» **Task to carry out**: Please count the lines below that contain the string "after", with case counting, and reply with the number alone.
====== Source data
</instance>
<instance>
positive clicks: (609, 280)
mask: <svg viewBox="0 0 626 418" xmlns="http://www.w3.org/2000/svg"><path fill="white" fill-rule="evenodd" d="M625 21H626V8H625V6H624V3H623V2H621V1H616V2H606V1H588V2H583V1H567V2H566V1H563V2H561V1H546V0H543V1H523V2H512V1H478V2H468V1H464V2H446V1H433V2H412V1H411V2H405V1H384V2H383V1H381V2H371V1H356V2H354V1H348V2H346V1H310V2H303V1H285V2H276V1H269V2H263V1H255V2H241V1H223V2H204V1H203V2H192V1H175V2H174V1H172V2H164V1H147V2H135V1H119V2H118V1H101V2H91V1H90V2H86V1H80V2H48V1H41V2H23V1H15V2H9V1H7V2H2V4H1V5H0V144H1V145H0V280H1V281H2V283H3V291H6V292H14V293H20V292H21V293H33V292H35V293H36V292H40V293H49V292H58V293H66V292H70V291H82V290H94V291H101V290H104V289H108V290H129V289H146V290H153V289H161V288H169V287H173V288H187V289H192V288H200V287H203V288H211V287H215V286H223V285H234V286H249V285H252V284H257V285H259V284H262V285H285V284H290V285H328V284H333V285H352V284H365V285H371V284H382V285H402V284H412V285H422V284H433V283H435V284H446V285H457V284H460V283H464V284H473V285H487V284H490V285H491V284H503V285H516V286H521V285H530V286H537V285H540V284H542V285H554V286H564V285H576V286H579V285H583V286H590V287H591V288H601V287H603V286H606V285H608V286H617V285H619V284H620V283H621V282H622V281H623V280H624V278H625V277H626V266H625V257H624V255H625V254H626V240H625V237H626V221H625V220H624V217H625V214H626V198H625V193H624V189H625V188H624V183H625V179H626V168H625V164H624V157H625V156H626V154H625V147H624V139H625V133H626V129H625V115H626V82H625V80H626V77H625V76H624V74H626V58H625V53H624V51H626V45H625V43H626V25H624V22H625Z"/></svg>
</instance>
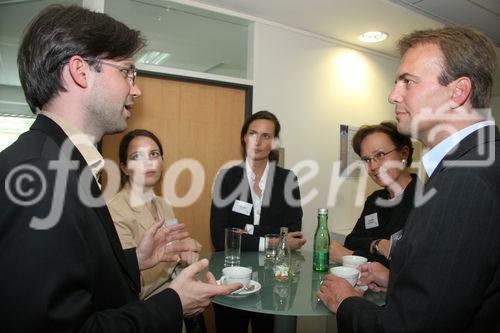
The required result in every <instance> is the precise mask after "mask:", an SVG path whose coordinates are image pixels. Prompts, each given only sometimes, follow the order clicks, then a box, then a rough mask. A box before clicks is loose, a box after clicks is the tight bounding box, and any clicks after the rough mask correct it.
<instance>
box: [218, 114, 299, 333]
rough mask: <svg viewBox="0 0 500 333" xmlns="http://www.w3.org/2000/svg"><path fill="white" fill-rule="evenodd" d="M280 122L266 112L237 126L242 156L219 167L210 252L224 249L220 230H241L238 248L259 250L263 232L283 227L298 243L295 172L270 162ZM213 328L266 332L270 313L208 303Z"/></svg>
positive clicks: (269, 323) (241, 248)
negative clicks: (235, 164)
mask: <svg viewBox="0 0 500 333" xmlns="http://www.w3.org/2000/svg"><path fill="white" fill-rule="evenodd" d="M280 129H281V126H280V123H279V121H278V119H277V118H276V116H275V115H274V114H272V113H271V112H268V111H259V112H257V113H254V114H253V115H252V116H251V117H249V118H248V119H247V120H246V121H245V123H244V124H243V127H242V129H241V135H240V140H241V146H242V152H243V157H244V161H243V162H242V163H240V164H239V165H237V166H234V167H232V168H229V169H226V170H222V171H221V172H220V173H219V175H218V176H217V179H216V181H215V185H214V189H213V194H212V208H211V214H210V233H211V236H212V243H213V245H214V247H215V250H216V251H223V250H224V230H225V228H227V227H236V228H240V229H243V230H245V231H246V232H245V233H244V234H243V235H242V240H241V249H242V250H243V251H264V249H265V246H264V245H265V244H264V243H265V238H264V237H265V235H266V234H278V233H279V231H280V227H288V230H289V231H290V232H289V233H288V238H287V243H288V246H289V248H290V249H291V250H294V249H299V248H300V247H302V245H304V243H305V238H304V237H303V235H302V232H301V231H300V230H301V227H302V207H301V205H300V190H299V187H298V183H297V177H296V176H295V175H294V173H293V172H292V171H290V170H286V169H283V168H280V167H278V166H277V165H276V160H277V151H276V149H277V147H278V141H279V134H280ZM214 310H215V321H216V327H217V332H218V333H220V332H231V333H234V332H247V329H248V324H249V323H250V324H251V325H252V331H253V332H272V327H273V321H274V317H273V316H272V315H268V314H259V313H253V312H246V311H241V310H236V309H231V308H228V307H224V306H220V305H217V304H214Z"/></svg>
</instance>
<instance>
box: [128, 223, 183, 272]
mask: <svg viewBox="0 0 500 333" xmlns="http://www.w3.org/2000/svg"><path fill="white" fill-rule="evenodd" d="M183 230H184V224H176V225H172V226H168V227H163V220H159V221H157V222H155V223H154V224H153V225H152V226H151V227H149V229H148V230H146V232H145V233H144V237H143V238H142V240H141V243H140V244H139V245H138V246H137V249H136V254H137V261H138V263H139V269H140V270H141V271H142V270H144V269H147V268H151V267H153V266H154V265H156V264H157V263H159V262H161V261H170V262H178V261H179V259H180V258H179V255H178V253H180V252H183V251H189V246H188V245H186V244H183V243H182V242H176V243H174V244H170V245H167V243H170V242H172V241H175V240H181V239H184V238H187V237H188V236H189V233H187V232H186V231H183Z"/></svg>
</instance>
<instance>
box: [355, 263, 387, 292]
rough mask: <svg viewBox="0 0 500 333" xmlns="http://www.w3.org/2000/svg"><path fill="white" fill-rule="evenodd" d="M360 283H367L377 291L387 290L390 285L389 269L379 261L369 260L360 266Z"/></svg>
mask: <svg viewBox="0 0 500 333" xmlns="http://www.w3.org/2000/svg"><path fill="white" fill-rule="evenodd" d="M358 269H359V271H360V272H361V277H360V278H359V284H362V285H367V286H368V288H370V289H371V290H373V291H375V292H380V291H384V292H385V291H386V290H387V286H388V285H389V269H388V268H387V267H385V266H384V265H382V264H380V263H378V262H368V263H366V264H363V265H360V266H359V267H358Z"/></svg>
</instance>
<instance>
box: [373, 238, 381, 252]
mask: <svg viewBox="0 0 500 333" xmlns="http://www.w3.org/2000/svg"><path fill="white" fill-rule="evenodd" d="M381 240H382V239H377V240H376V241H375V243H373V248H374V249H375V253H376V254H379V255H382V253H381V252H380V249H379V248H378V243H380V241H381Z"/></svg>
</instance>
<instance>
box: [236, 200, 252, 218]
mask: <svg viewBox="0 0 500 333" xmlns="http://www.w3.org/2000/svg"><path fill="white" fill-rule="evenodd" d="M252 207H253V205H252V204H251V203H248V202H245V201H241V200H236V201H235V202H234V205H233V212H236V213H240V214H243V215H246V216H250V212H251V211H252Z"/></svg>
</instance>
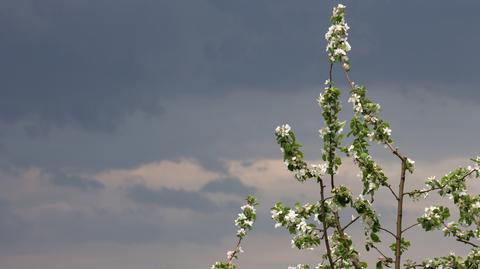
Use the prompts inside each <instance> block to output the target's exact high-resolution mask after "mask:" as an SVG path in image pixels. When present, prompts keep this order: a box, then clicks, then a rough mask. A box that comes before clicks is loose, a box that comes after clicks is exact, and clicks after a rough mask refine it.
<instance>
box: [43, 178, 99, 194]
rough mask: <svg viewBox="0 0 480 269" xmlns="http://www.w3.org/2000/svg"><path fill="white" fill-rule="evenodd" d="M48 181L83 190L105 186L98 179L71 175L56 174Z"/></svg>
mask: <svg viewBox="0 0 480 269" xmlns="http://www.w3.org/2000/svg"><path fill="white" fill-rule="evenodd" d="M50 181H51V182H52V183H53V184H54V185H57V186H62V187H71V188H77V189H80V190H84V191H88V190H99V189H104V188H105V185H103V183H101V182H100V181H98V180H94V179H86V178H80V177H77V176H71V175H63V174H56V175H54V176H53V177H52V178H51V179H50Z"/></svg>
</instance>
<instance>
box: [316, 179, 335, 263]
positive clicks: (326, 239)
mask: <svg viewBox="0 0 480 269" xmlns="http://www.w3.org/2000/svg"><path fill="white" fill-rule="evenodd" d="M319 183H320V199H321V201H322V204H321V205H322V211H323V212H325V185H323V180H322V179H320V178H319ZM322 224H323V236H322V237H323V239H324V241H325V248H326V249H327V257H328V262H329V263H330V268H332V269H334V268H335V267H334V263H333V258H332V249H331V248H330V242H329V241H328V227H327V223H326V222H325V220H323V221H322Z"/></svg>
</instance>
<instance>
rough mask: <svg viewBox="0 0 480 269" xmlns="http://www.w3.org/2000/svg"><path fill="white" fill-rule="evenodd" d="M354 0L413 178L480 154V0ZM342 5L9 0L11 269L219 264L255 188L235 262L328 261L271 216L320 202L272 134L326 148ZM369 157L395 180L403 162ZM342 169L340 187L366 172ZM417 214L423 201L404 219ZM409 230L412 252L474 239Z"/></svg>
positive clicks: (173, 268) (352, 29)
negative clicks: (248, 215) (300, 240)
mask: <svg viewBox="0 0 480 269" xmlns="http://www.w3.org/2000/svg"><path fill="white" fill-rule="evenodd" d="M343 3H344V4H345V5H346V6H347V21H348V24H349V26H350V27H351V30H350V35H349V42H350V44H351V45H352V51H351V52H350V54H349V56H350V59H351V67H352V71H351V76H352V78H353V80H354V81H356V82H357V83H359V84H364V85H365V86H367V88H369V94H370V97H371V98H372V99H374V100H375V101H378V102H379V103H380V104H381V105H382V116H383V117H384V118H385V119H388V120H389V121H390V122H391V126H392V130H393V132H392V134H393V138H394V139H395V141H396V144H397V145H398V146H399V147H400V148H401V150H402V151H403V152H405V153H406V154H408V155H409V156H410V157H411V158H412V159H414V160H416V162H417V169H418V173H416V174H414V175H413V176H411V177H410V179H409V181H408V182H407V184H410V185H409V186H413V185H415V186H417V185H421V182H422V180H423V179H424V178H425V177H427V176H430V175H442V174H443V173H445V172H446V171H448V170H449V168H454V167H456V166H458V165H463V164H465V165H468V164H469V162H468V158H470V157H473V156H476V155H479V154H480V146H479V145H480V143H479V142H478V137H479V134H480V125H479V124H478V122H479V121H478V118H479V116H480V89H479V85H480V82H479V77H480V76H479V74H480V68H479V67H478V62H480V53H479V52H478V49H477V48H479V47H480V32H479V30H478V26H479V25H480V17H479V16H478V10H479V9H480V2H478V1H474V0H470V1H467V0H458V1H446V0H444V1H440V0H435V1H434V0H428V1H427V0H424V1H413V0H408V1H386V0H376V1H373V0H364V1H346V2H343ZM335 4H337V2H334V1H320V0H316V1H313V0H301V1H291V0H181V1H173V0H172V1H164V0H159V1H153V0H115V1H114V0H48V1H34V0H2V1H0V59H1V61H0V92H1V98H0V268H2V269H19V268H37V269H65V268H68V269H80V268H99V269H113V268H115V269H130V268H138V269H160V268H162V269H183V268H209V267H210V265H211V264H212V263H213V262H214V261H215V260H218V259H223V258H224V256H225V253H226V251H227V250H228V248H231V247H232V245H233V243H234V242H233V241H234V233H235V228H234V227H233V219H234V218H235V216H236V213H237V210H238V207H239V206H240V205H241V203H242V199H243V197H244V196H245V195H247V194H250V193H253V194H256V195H257V196H258V198H259V201H260V203H261V206H260V208H259V220H258V225H257V227H256V229H255V230H254V232H253V233H252V234H251V237H249V238H247V240H246V242H245V245H244V249H245V253H244V254H242V258H241V261H240V264H239V265H240V268H264V269H274V268H287V266H289V265H296V264H298V263H301V262H308V263H310V265H315V261H318V257H319V256H320V252H319V251H314V252H311V251H307V252H301V251H297V250H295V249H292V248H291V247H290V239H289V238H288V236H287V234H286V231H283V230H280V229H274V228H273V222H272V221H271V220H270V219H269V208H270V207H271V206H272V205H273V203H274V202H275V201H276V200H282V201H286V202H287V203H294V202H295V201H297V200H298V201H302V202H305V201H309V200H310V201H312V200H313V201H314V200H315V199H318V197H317V190H316V188H315V186H313V188H312V186H311V185H308V184H303V185H302V184H298V183H297V182H295V180H294V179H293V177H292V176H291V175H290V174H289V173H287V171H285V168H284V166H283V163H282V160H281V152H280V150H279V149H278V147H277V145H276V143H275V139H274V135H273V130H274V128H275V127H276V126H277V125H279V124H282V123H284V122H288V123H289V124H290V125H292V126H293V128H294V130H295V131H296V133H297V134H298V137H299V139H300V140H301V141H302V142H303V144H304V146H305V153H306V157H307V158H308V159H309V160H318V159H319V157H320V154H321V153H320V150H321V148H322V144H321V142H320V140H319V138H318V129H319V128H320V127H322V121H321V111H320V109H319V107H318V105H317V104H316V100H315V99H316V97H317V96H318V94H319V93H320V91H321V89H322V88H323V82H324V81H325V79H326V78H327V73H328V61H327V57H326V54H325V49H324V47H325V40H324V33H325V32H326V29H327V28H328V26H329V16H330V13H331V10H332V7H333V6H334V5H335ZM334 79H335V80H336V81H338V85H339V86H342V87H343V88H344V89H345V90H344V94H343V98H344V100H345V101H346V99H348V96H347V90H346V87H345V86H346V83H345V81H344V78H343V75H342V73H340V72H339V70H335V72H334ZM344 108H345V110H344V112H342V114H341V116H342V117H343V118H345V119H348V117H349V113H351V108H350V105H349V104H347V103H346V102H345V105H344ZM374 152H375V156H376V157H377V158H378V159H379V161H380V162H381V163H382V164H383V165H384V166H385V167H386V168H387V169H390V170H391V175H392V176H394V177H393V178H395V176H396V175H395V171H396V170H395V169H397V166H396V164H395V163H394V161H395V159H394V158H392V156H390V155H391V154H389V153H388V152H386V151H385V150H384V148H383V147H376V148H375V150H374ZM346 163H347V165H346V167H345V168H344V169H343V170H342V171H343V174H342V175H341V176H340V181H343V182H346V183H352V184H354V183H358V181H359V179H358V178H357V177H356V174H357V173H358V172H357V171H356V170H355V168H354V167H353V166H352V165H351V164H348V161H347V162H346ZM393 180H394V179H393ZM356 190H357V191H358V189H356ZM474 190H480V188H474ZM387 195H388V193H384V194H383V196H382V195H380V197H383V198H385V201H384V202H381V203H380V205H379V207H378V210H379V212H381V213H382V215H383V216H385V217H387V218H388V216H390V215H391V214H392V210H393V207H392V204H391V202H389V201H388V199H387V197H388V196H387ZM379 199H380V198H379ZM433 199H434V198H433ZM426 204H428V203H426ZM426 204H425V205H426ZM422 206H424V204H408V205H407V214H408V217H407V221H413V220H414V219H415V218H416V217H417V216H418V215H419V214H421V213H422V212H423V208H422ZM345 217H346V218H349V216H345ZM389 219H391V218H389ZM388 224H389V223H388V221H387V225H388ZM390 224H392V223H390ZM357 226H358V227H352V230H351V233H352V235H353V236H354V237H356V238H361V229H362V228H361V226H360V225H357ZM411 236H412V237H413V238H416V239H417V244H418V246H417V247H416V248H415V249H412V251H411V252H410V253H408V255H411V256H412V257H414V258H417V259H420V258H422V257H426V256H428V255H438V254H439V253H449V252H450V251H451V250H456V251H458V252H459V253H462V251H464V250H465V249H462V248H461V245H459V244H458V243H455V242H453V241H445V240H444V239H442V238H441V236H440V235H439V234H427V235H424V234H422V233H419V232H418V231H412V234H411ZM385 240H388V239H387V238H385ZM446 242H449V243H446ZM438 245H441V246H445V247H444V248H442V249H441V250H439V249H438V248H436V249H435V251H433V250H432V249H433V248H432V246H438ZM359 246H360V247H361V244H360V245H359ZM368 255H370V256H367V257H369V258H368V259H373V258H374V256H372V255H373V254H368ZM372 257H373V258H372Z"/></svg>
============
» **Output of the task**: 2